= Document extract =

_ _ _ _ _ _ _

Cryptocurrency is gaining traction on social media platforms like TikTok and Instagram, with many promoting it as the path to “financial freedom” in the near future. It takes years of research to truly understand how to obtain the most profit using trading or mining methods on a virtual, secure database for investments. Explained simply, however, “Cryptocurrency is digital money that doesn’t require a bank or financial institution to verify transactions and can be used for purchases or as an investment. Transactions are then verified and recorded on a blockchain, an unchangeable ledger that tracks and records assets and trades.” (Coursera) This currency can be used the same as physical currency in the sense that it is used to process transactions and make purchases. So, what’s the catch and why is it so different from the physical currency that we use on an everyday basis?
The Pioneers
Satoshi Nakamoto, the creator of Bitcoin, publicized his thesis called ‘Bitcoin: A Peer-to-Peer Electronic Cash System’ in 2008, with the concept totaling around nine pages. He is credited with the idea of “electronic currency that can make transactions with low costs while using no financial institutions or third parties. Instead of using a centralized server, it is structured to use many terminals connected over a peer-to-peer (P2P) network” (bitFly). In simpler terms, his entire thesis is based around having a digital network that can be used for transactions without any government involvement such as financial institutions or federal banks. His argument states, “What is needed is an electronic payment system based on cryptographic proof instead of trust, allowing any two willing parties to transact directly with each other without the need for a trusted third party” (Bitcoin.org). It is quite clear that Nakamoto had an internal distrust in government associated programs, which can be found throughout his thesis. To defend his idea of cryptographic proof, he created what is now known as a blockchain. A blockchain is an ever-growing list of transaction data ensuring validity and making a transaction irreversible due to the fact that all data is “linked” together. The first purchase with Bitcoin did not happen until 2010, in which Laszlo Hanycez made a transaction of 10,000 BTC in exchange for two pizzas, totaling around 10 USD at the time. According to a real-time bitcoin calculator, this amount today would equal 994,896,100.00 USD or almost a billion dollars due to the market. This event is now known as “Bitcoin Pizza Day” and was a huge advance in the right direction for the hopes of cryptocurrency.

_ _ _ _ _ _ _

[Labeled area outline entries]
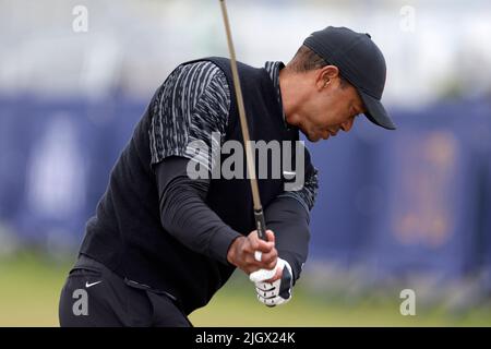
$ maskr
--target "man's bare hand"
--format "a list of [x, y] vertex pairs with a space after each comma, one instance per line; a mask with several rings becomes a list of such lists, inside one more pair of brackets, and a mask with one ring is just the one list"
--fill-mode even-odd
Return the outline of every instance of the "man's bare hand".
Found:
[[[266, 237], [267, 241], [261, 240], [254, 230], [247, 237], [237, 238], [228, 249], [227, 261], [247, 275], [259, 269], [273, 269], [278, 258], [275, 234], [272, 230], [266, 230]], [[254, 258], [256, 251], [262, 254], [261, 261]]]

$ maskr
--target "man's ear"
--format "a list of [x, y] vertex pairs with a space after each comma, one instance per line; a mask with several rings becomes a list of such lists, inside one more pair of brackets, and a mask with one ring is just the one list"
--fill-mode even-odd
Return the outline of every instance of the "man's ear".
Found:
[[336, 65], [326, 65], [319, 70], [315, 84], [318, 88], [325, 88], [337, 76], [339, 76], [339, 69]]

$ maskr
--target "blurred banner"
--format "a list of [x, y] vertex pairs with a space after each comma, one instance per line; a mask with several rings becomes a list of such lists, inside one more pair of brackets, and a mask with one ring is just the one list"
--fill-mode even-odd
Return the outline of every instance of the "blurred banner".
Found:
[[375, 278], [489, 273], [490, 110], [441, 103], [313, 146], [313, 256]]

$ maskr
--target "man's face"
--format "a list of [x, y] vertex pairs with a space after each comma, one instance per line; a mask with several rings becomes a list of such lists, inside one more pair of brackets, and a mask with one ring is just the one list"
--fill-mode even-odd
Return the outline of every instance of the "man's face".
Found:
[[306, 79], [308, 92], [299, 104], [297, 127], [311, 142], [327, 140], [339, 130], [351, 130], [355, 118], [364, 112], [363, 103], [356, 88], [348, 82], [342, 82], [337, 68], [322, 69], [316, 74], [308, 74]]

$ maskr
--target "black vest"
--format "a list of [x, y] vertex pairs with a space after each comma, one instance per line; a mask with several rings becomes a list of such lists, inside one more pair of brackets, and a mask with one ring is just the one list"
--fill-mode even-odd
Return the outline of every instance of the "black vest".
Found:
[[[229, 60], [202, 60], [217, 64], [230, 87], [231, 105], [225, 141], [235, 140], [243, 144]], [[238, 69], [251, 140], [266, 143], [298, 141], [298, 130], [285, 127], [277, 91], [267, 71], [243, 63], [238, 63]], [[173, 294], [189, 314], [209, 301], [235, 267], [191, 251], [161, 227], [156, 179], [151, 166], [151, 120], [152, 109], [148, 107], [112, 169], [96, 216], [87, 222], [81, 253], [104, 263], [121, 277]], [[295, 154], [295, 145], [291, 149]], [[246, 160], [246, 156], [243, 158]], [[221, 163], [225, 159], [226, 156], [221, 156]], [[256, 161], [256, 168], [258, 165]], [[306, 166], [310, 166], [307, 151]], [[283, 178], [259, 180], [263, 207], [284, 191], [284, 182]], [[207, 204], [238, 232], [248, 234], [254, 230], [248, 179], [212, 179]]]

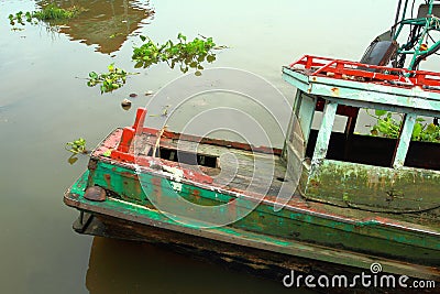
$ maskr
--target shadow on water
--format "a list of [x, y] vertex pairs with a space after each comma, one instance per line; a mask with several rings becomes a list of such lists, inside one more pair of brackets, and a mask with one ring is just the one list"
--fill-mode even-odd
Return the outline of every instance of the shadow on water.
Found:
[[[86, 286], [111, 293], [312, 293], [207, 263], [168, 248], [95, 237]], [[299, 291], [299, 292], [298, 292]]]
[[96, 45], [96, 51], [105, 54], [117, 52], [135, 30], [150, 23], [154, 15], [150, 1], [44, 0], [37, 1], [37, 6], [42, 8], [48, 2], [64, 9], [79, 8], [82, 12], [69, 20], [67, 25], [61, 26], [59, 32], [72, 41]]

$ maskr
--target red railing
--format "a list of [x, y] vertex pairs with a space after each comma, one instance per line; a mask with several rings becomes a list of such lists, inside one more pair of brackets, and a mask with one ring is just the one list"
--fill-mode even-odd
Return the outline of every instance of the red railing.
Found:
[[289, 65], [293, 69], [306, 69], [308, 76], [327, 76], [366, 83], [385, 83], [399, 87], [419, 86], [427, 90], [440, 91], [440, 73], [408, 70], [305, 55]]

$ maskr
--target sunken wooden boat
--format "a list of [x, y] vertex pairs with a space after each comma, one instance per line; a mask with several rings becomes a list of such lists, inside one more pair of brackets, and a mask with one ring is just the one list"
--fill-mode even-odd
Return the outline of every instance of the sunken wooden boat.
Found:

_ _ _ _ _ _ _

= Challenges =
1/ Answer these questions using the cryptocurrency article:
(a) According to the quoted explanation, where are cryptocurrency transactions verified and recorded?
(b) In what year was the thesis "Bitcoin: A Peer-to-Peer Electronic Cash System" publicized?
(c) How many BTC did Laszlo Hanycez pay for two pizzas?
2/ Extract the passage of the cryptocurrency article starting with "Cryptocurrency is gaining" and going on through "an everyday basis?".
3/ Write what comes next in the cryptocurrency article, picking up after its final sentence.
The items have no connection to the cryptocurrency article.

= Task responses =
1/
(a) On a blockchain.
(b) 2008.
(c) 10,000 BTC.

2/
Cryptocurrency is gaining traction on social media platforms like TikTok and Instagram, with many promoting it as the path to “financial freedom” in the near future. It takes years of research to truly understand how to obtain the most profit using trading or mining methods on a virtual, secure database for investments. Explained simply, however, “Cryptocurrency is digital money that doesn’t require a bank or financial institution to verify transactions and can be used for purchases or as an investment. Transactions are then verified and recorded on a blockchain, an unchangeable ledger that tracks and records assets and trades.” (Coursera) This currency can be used the same as physical currency in the sense that it is used to process transactions and make purchases. So, what’s the catch and why is it so different from the physical currency that we use on an everyday basis?

3/
Mining Pools
All cryptocurrency coins besides NFTs go through a process called “mining” to get discovered. Think of mining as a competition between thousands of computer programmers to solve math problems, but these math problems are extremely complex and require more than just the human mind to comprehend and solve. Once a problem is verified, it is added to the blockchain and the first one to solve it maintains credit for it. This adds a level of security because a currency has to be added to the blockchain before it can be rewarded or circulated. The miner receives a reward of some of the currency when it is created, causing the coin to enter databases and allowing it to be transacted/circulated with the process of block reward. When a coin’s supply maximum is reached, the rewards get halved. If it sounds familiar that is because this is also a concept that the US Stock Market uses for users that buy and sell. This process happens about every 210,000 bitcoins or on average of four years. So how does the currency go up in value? As the number of miners and coins increases, the math problems become significantly harder to solve over time. It can take months for 1 person out of 10,000 to compute or have a lucky guess. As the difficulty increases, the technology and time it takes to solve also increase, causing a coin to have more value due to the supply and demand.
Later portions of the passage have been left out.